[Region pointing data]
------------------------------------

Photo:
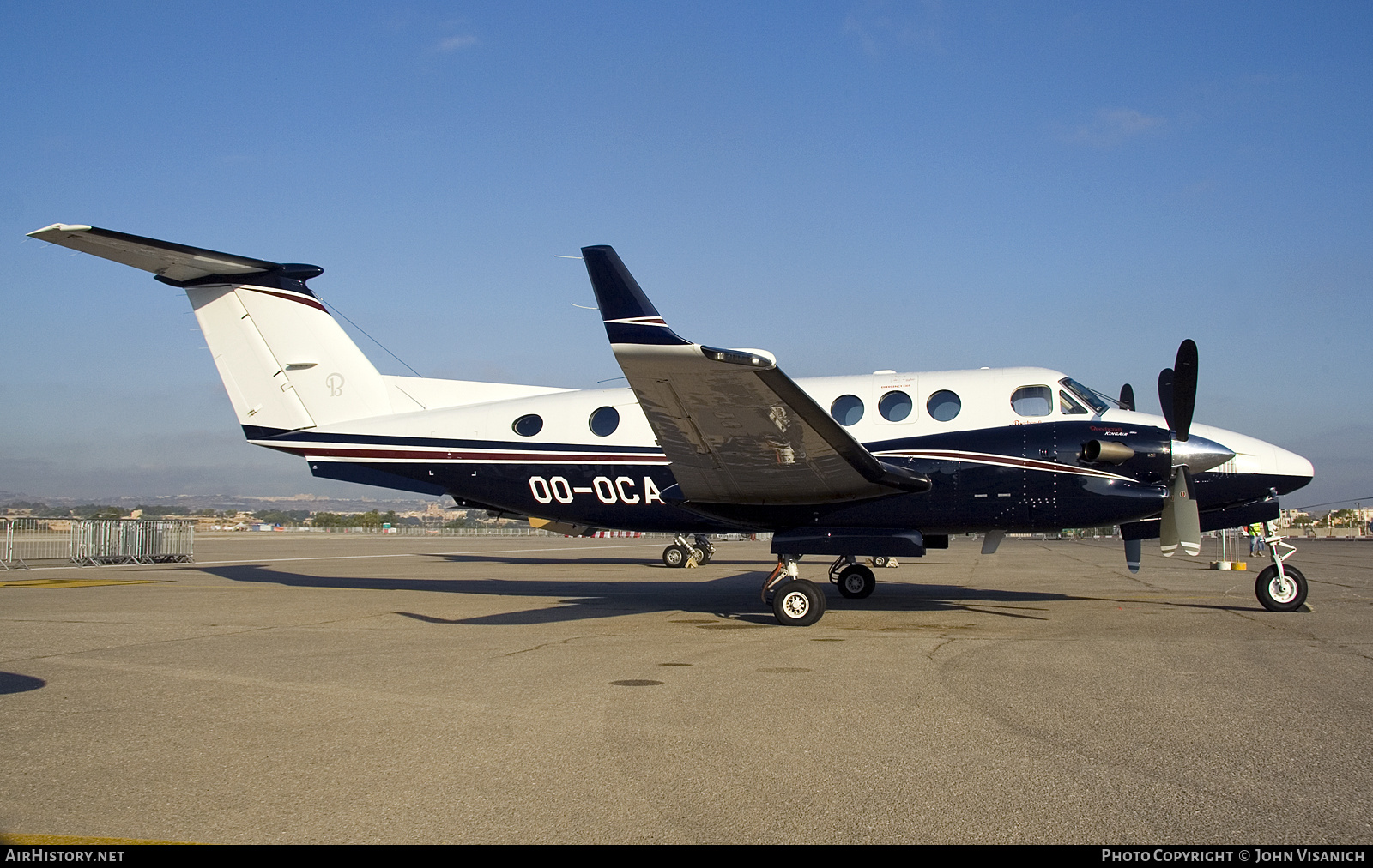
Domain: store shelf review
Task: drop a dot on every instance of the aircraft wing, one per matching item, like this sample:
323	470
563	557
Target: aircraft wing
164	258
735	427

------------------------------------

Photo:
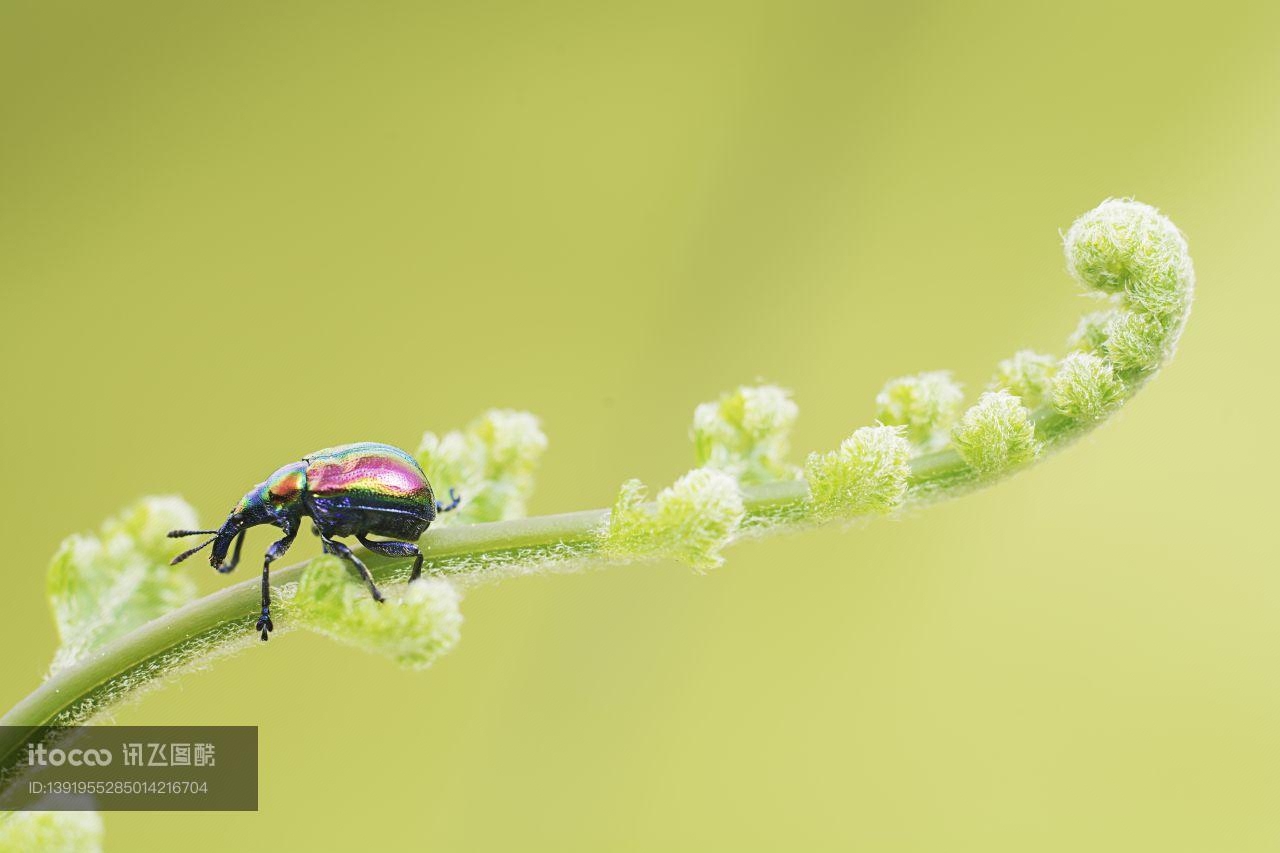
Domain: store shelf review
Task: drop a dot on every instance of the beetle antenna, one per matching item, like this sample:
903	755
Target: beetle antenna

------------------------------------

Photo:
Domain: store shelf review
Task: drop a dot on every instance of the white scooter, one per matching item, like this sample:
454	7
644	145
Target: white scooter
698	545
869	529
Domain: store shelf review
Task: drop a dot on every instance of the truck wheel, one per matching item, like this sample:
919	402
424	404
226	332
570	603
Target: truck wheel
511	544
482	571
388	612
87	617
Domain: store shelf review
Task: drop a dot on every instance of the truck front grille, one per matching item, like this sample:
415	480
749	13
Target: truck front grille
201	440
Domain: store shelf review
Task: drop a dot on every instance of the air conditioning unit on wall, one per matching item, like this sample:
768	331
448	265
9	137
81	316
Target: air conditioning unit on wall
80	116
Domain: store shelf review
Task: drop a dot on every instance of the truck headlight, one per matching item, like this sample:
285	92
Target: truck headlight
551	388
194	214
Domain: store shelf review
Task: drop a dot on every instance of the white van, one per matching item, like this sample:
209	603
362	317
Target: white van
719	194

------------------------------------

## YOUR INSTRUCTIONS
Extract from the records above the lines from the one containing "Task: drop a dot on every instance of the beetle" to the one containing "Target: beetle antenna", both lines included, exactly as they appear and with nothing else.

## RESULT
Task: drop a dot on every instance of the beetle antenna, one per matching item, like this sample:
903	755
Target: beetle antenna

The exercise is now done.